=== Gestellte Aufgabe ===
Gib alle Zeilen der folgenden Datensätze als Markdown-Tabelle mit den Spalten „Nr.“ und „Zeile“ wieder und lass dabei Leerzeilen weg.

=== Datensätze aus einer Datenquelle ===
↓
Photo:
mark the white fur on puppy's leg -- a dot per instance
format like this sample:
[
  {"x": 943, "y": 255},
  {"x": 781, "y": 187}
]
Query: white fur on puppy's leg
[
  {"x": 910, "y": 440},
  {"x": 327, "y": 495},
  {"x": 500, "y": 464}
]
↑
=== Die Ausgabe ===
| Nr. | Zeile |
|---|---|
| 1 | Photo: |
| 2 | mark the white fur on puppy's leg -- a dot per instance |
| 3 | format like this sample: |
| 4 | [ |
| 5 |   {"x": 943, "y": 255}, |
| 6 |   {"x": 781, "y": 187} |
| 7 | ] |
| 8 | Query: white fur on puppy's leg |
| 9 | [ |
| 10 |   {"x": 910, "y": 440}, |
| 11 |   {"x": 327, "y": 495}, |
| 12 |   {"x": 500, "y": 464} |
| 13 | ] |